READING TEXT -
● ● ● ● ● ● ●

At SAFE Project, our Communities initiative exists at the intersection of policy, practice, and people. Our work is focused on strengthening the bridges between prevention, harm reduction, treatment, recovery, and reentry.
From the SAFE Communities Director
Rachel Bowling
Hello, and happy March! I’m Rachel Bowling, the new Director of the SAFE Communities Initiative at SAFE Project. I’m thrilled to step into this role and look forward to building meaningful partnerships that strengthen communities through prevention and awareness.
At SAFE Project, our Communities initiative exists at the intersection of policy, practice, and people. Right now, our work is focused on strengthening the bridges tissue between prevention, harm reduction, treatment, recovery, and reentry. We recognize this is no small task, but communities experience these as interconnected systems even when funding streams and siloed institutions don’t.
A major focus is the Integrated-Forensic Peer Recovery Specialist (I-FPRS) program, which supports peers working with justice-involved individuals navigating reentry. We recognize that people leaving incarceration face overlapping barriers (housing restrictions, employment bans, disrupted healthcare, family separation, and elevated overdose risk) that require more than a single intervention or philosophy. Our goal is to equip peers with the skills, context, and ethical grounding to support people through these transitions in ways that are realistic, humane, and responsive to local conditions.

● ● ● ● ● ● ●

DATA UNDER STUDY -

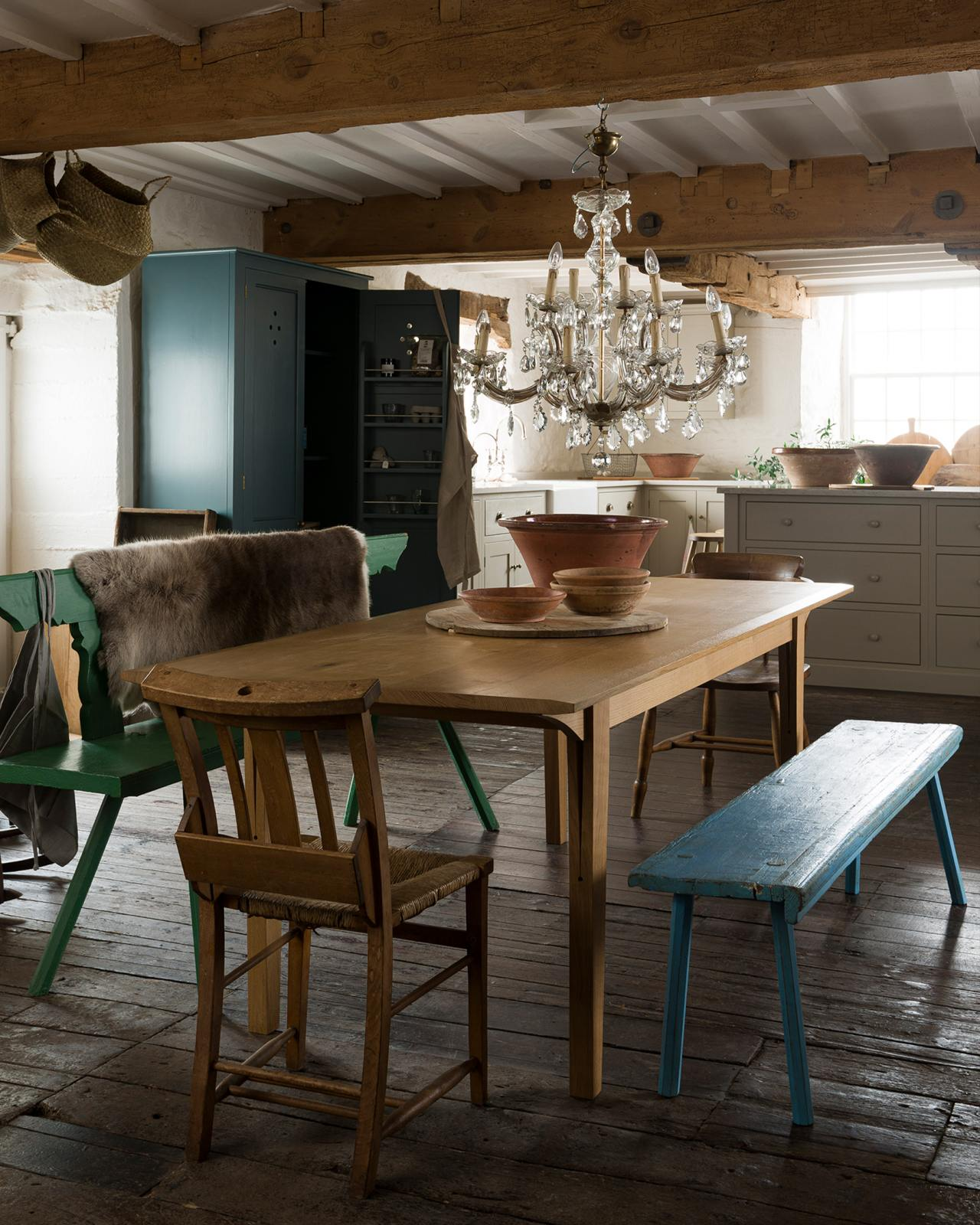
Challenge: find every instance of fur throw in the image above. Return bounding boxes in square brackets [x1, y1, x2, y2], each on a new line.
[71, 527, 370, 710]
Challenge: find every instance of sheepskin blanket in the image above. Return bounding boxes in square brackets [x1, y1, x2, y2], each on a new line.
[71, 527, 370, 712]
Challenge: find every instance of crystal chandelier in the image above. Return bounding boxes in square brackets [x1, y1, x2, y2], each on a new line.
[453, 103, 749, 472]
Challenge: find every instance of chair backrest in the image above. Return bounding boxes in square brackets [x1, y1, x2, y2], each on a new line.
[691, 553, 804, 583]
[142, 664, 390, 925]
[0, 531, 408, 740]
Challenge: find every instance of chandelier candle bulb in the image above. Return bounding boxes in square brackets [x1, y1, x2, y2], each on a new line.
[544, 243, 561, 306]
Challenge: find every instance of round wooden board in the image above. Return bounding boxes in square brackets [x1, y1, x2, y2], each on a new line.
[953, 425, 980, 464]
[425, 600, 666, 639]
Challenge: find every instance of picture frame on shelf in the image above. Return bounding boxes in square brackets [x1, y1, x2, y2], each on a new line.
[412, 335, 446, 377]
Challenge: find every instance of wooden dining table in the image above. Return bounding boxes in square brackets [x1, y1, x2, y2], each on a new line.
[127, 577, 853, 1099]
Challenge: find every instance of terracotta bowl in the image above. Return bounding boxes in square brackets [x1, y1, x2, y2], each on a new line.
[643, 451, 704, 479]
[500, 514, 666, 586]
[773, 447, 860, 488]
[555, 566, 651, 588]
[551, 580, 651, 617]
[854, 443, 939, 488]
[459, 586, 565, 625]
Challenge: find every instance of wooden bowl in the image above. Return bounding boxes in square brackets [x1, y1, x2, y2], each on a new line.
[643, 451, 704, 480]
[459, 586, 565, 625]
[854, 443, 939, 488]
[555, 566, 651, 588]
[551, 580, 651, 617]
[498, 514, 666, 586]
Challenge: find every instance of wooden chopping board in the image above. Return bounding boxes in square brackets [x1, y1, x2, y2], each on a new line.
[425, 600, 666, 639]
[953, 425, 980, 466]
[888, 416, 950, 485]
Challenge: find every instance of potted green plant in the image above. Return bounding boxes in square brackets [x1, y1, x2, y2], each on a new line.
[773, 419, 860, 488]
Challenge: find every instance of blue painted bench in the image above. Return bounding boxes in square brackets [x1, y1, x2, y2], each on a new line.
[629, 719, 966, 1125]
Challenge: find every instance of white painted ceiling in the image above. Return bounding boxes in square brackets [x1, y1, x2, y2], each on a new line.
[0, 0, 980, 292]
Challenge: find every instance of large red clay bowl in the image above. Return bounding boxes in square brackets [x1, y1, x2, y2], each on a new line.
[500, 514, 666, 586]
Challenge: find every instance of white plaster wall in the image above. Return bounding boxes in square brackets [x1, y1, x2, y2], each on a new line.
[351, 263, 803, 478]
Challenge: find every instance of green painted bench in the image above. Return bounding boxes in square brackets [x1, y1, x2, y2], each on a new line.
[629, 719, 966, 1125]
[0, 533, 498, 996]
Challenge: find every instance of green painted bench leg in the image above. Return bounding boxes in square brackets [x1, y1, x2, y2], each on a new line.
[27, 795, 122, 996]
[439, 719, 500, 833]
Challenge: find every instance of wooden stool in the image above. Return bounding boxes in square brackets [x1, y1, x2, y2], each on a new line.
[143, 664, 494, 1198]
[629, 548, 810, 819]
[681, 519, 725, 574]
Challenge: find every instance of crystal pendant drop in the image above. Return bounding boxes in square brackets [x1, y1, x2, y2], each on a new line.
[681, 403, 704, 439]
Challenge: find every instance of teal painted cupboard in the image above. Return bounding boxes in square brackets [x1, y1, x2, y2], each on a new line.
[139, 250, 369, 531]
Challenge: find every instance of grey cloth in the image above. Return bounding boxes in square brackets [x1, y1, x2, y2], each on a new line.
[0, 570, 78, 867]
[433, 289, 482, 586]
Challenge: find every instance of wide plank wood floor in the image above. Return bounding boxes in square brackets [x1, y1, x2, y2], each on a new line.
[0, 688, 980, 1225]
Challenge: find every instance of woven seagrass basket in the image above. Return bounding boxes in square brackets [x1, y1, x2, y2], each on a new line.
[0, 153, 57, 251]
[37, 152, 170, 286]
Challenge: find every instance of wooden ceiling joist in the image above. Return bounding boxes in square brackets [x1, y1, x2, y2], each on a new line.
[265, 149, 980, 266]
[660, 251, 810, 318]
[0, 0, 980, 153]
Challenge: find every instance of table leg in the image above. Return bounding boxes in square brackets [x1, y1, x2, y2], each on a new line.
[779, 615, 806, 762]
[568, 702, 609, 1099]
[243, 731, 283, 1034]
[544, 727, 568, 847]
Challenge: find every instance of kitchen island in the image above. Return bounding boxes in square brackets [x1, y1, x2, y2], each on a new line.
[723, 484, 980, 696]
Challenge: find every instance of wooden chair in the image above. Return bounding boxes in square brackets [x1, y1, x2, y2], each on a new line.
[143, 664, 494, 1198]
[629, 553, 810, 819]
[681, 518, 725, 574]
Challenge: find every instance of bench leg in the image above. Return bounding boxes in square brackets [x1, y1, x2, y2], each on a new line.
[657, 893, 694, 1098]
[769, 902, 813, 1127]
[27, 795, 122, 996]
[439, 719, 500, 833]
[926, 774, 966, 906]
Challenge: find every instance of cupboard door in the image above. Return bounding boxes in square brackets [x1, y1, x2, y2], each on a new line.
[241, 268, 305, 531]
[694, 488, 725, 531]
[647, 486, 697, 574]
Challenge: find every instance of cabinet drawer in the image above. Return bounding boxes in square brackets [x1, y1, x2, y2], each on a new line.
[745, 498, 920, 544]
[482, 494, 545, 537]
[599, 488, 643, 514]
[936, 615, 980, 668]
[766, 549, 923, 604]
[806, 609, 921, 664]
[936, 505, 980, 547]
[936, 553, 980, 611]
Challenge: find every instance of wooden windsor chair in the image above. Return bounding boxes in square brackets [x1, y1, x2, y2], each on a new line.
[629, 553, 810, 819]
[143, 665, 494, 1198]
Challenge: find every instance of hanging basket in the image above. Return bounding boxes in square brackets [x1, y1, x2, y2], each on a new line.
[37, 152, 170, 286]
[0, 153, 57, 253]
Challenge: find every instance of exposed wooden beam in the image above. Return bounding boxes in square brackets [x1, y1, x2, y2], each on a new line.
[0, 0, 980, 153]
[806, 84, 890, 162]
[382, 124, 521, 191]
[0, 8, 82, 60]
[292, 132, 443, 200]
[184, 141, 363, 204]
[266, 149, 980, 265]
[949, 69, 980, 153]
[84, 0, 201, 47]
[660, 251, 810, 318]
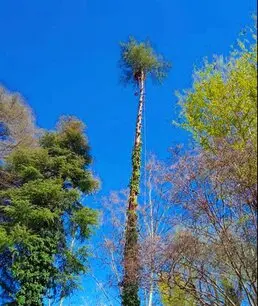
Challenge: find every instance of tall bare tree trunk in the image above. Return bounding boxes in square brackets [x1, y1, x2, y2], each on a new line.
[122, 71, 145, 306]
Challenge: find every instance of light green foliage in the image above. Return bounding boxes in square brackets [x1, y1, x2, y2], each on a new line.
[0, 117, 98, 306]
[120, 37, 170, 83]
[179, 32, 257, 149]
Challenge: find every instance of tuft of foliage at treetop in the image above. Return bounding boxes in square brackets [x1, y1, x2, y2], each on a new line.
[0, 117, 98, 306]
[120, 36, 171, 84]
[120, 37, 170, 306]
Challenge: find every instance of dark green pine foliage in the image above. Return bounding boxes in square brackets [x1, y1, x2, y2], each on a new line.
[120, 38, 169, 306]
[0, 117, 98, 306]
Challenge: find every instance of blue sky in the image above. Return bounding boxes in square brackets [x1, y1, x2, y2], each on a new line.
[0, 0, 256, 305]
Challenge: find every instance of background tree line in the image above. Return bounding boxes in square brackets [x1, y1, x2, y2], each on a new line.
[0, 21, 257, 306]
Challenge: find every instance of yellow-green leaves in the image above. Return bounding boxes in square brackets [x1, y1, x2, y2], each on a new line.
[179, 36, 257, 149]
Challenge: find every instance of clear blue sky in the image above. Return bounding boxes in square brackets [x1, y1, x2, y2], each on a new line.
[0, 0, 256, 305]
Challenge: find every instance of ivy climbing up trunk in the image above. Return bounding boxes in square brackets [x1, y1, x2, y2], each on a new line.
[120, 37, 169, 306]
[122, 71, 145, 306]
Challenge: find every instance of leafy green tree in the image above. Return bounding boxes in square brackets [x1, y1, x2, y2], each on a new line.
[120, 38, 169, 306]
[0, 117, 98, 306]
[0, 85, 37, 160]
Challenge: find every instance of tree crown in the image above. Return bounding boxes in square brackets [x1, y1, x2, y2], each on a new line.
[120, 37, 170, 84]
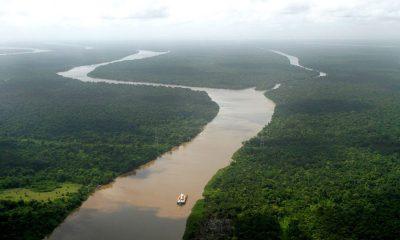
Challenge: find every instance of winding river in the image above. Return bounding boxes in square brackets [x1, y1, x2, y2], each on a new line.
[270, 50, 328, 77]
[49, 51, 279, 240]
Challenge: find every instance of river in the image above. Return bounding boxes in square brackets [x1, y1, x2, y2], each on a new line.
[49, 51, 279, 240]
[270, 50, 328, 77]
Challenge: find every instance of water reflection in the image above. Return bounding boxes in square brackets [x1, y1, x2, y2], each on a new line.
[51, 51, 275, 239]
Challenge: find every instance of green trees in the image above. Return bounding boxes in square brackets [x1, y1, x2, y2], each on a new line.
[177, 44, 400, 239]
[0, 58, 218, 239]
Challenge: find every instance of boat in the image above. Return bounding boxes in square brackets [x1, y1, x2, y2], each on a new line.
[176, 193, 188, 206]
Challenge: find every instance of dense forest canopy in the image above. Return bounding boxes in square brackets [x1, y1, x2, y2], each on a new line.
[93, 42, 400, 239]
[0, 45, 218, 239]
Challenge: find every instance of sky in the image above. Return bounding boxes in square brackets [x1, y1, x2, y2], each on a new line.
[0, 0, 400, 41]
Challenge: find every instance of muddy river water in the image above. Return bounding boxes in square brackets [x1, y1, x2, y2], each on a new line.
[49, 51, 279, 240]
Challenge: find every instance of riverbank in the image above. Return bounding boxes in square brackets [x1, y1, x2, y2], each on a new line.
[51, 51, 275, 239]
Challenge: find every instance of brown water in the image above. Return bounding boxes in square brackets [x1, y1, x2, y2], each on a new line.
[50, 51, 275, 239]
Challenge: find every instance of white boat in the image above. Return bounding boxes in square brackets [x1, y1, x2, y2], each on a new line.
[176, 193, 188, 205]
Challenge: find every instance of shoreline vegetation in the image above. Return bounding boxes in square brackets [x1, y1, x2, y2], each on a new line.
[0, 47, 218, 239]
[92, 45, 400, 239]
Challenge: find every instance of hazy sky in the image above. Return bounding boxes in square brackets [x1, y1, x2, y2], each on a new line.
[0, 0, 400, 41]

● ● ● ● ● ● ●

TASK LIST -
**1)** According to the SAFE Communities update, why do people leaving incarceration need more than a single intervention or philosophy?
**2)** Print the stretch of the SAFE Communities update from "A major focus" through "to local conditions.".

ANSWERS IN ORDER -
**1)** They face overlapping barriers: housing restrictions, employment bans, disrupted healthcare, family separation, and elevated overdose risk. One intervention or philosophy alone can't address all of these.

**2)**
A major focus is the Integrated-Forensic Peer Recovery Specialist (I-FPRS) program, which supports peers working with justice-involved individuals navigating reentry. We recognize that people leaving incarceration face overlapping barriers (housing restrictions, employment bans, disrupted healthcare, family separation, and elevated overdose risk) that require more than a single intervention or philosophy. Our goal is to equip peers with the skills, context, and ethical grounding to support people through these transitions in ways that are realistic, humane, and responsive to local conditions.